What to work on »
A) According to the passage on the ORDER BY clause, what two things does adding the LIMIT clause reduce?
B) Pick up the passage on the ORDER BY clause after its last sentence and write a few more sentences that carry it forward.

Quoted passage »

ORDER BY clause
The ORDER BY clause of a SELECT statement sorts the
    result set based on the values from one or more columns.
First, data is sorted locally by each impalad daemon,
        then streamed to the coordinator daemon, which merges the sorted result
        sets. For distributed queries, this is a relatively expensive operation
        and can require more memory capacity than a query without ORDER
          BY. Even if the query takes approximately the same time to
        finish with or without the ORDER BY clause,
        subjectively it can appear slower because no results are available until
        all processing is finished, rather than results coming back gradually as
        rows matching the WHERE clause are found. Therefore, if
        you only need the first N results from the sorted result set, also
        include the LIMIT clause, which reduces network
        overhead and the memory requirement on the coordinator node.

Given information »
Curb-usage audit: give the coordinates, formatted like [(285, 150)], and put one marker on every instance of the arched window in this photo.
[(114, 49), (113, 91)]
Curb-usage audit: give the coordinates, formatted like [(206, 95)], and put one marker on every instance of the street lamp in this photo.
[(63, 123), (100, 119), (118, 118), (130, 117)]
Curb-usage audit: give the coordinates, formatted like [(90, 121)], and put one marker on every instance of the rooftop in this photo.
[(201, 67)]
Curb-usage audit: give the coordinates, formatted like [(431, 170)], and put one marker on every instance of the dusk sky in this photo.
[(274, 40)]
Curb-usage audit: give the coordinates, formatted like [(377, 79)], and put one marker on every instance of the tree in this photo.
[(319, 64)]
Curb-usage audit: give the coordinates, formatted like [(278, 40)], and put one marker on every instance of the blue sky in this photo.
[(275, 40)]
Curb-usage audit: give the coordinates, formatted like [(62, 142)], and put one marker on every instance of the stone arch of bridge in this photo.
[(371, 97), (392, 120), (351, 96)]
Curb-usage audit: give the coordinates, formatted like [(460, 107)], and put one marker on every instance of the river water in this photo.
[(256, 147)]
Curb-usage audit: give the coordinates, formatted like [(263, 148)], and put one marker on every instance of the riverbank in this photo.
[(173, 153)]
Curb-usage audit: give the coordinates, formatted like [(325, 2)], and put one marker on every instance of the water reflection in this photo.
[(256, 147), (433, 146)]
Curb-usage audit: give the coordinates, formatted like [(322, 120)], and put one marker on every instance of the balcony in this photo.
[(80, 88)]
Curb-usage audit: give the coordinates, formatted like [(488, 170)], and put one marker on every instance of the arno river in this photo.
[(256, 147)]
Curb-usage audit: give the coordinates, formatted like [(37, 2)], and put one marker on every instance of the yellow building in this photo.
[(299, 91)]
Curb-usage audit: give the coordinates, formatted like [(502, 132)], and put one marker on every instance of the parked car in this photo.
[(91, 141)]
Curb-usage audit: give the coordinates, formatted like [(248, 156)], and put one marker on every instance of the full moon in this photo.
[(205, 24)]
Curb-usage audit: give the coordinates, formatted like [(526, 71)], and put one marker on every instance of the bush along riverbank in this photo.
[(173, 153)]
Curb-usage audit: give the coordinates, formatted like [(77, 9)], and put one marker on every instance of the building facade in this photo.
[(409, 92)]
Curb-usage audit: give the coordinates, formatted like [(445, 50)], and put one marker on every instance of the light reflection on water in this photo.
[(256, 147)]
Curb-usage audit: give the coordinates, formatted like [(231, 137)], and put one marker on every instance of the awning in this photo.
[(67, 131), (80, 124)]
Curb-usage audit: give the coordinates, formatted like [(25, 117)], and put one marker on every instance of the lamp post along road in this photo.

Exercise answers »
A) Network overhead and the memory requirement on the coordinator node.

B)
Syntax:
 The full syntax for the ORDER BY clause is: 
ORDER BY col_ref [, col_ref ...] [ASC | DESC] [NULLS FIRST | NULLS LAST]
col_ref ::= column_name | integer_literal
 Although the most common usage is ORDER BY
            column_name, you can also specify
          ORDER BY 1 to sort by the first column of the result
        set, ORDER BY 2 to sort by the second column, and so
        on. The number must be a numeric literal, not some other kind of
        constant expression. (If the argument is some other expression, even a
          STRING value, the query succeeds but the order of
        results is undefined.) 
        ORDER BY column_number can only be
        used when the query explicitly lists the columns in the
          SELECT list, not with SELECT *
        queries. 
Ascending and descending sorts:
 The default sort order (the same as using the ASC
        keyword) puts the smallest values at the start of the result set, and
        the largest values at the end. Specifying the DESC
        keyword reverses that order. 
Sort order for NULL values:
 See the NULL section for details about how
          NULL values are positioned in the sorted result set,
        and how to use the NULLS FIRST and NULLS
          LAST clauses. (The sort position for NULL
        values in ORDER BY ... DESC queries is changed in
        Impala 1.2.1 and higher to be more standards-compliant, and the
          NULLS FIRST and NULLS LAST keywords
        are new in Impala 1.2.1.) 
 Prior to Impala 1.4.0, Impala required any query
        including an ORDER_BY clause to also use a LIMIT clause.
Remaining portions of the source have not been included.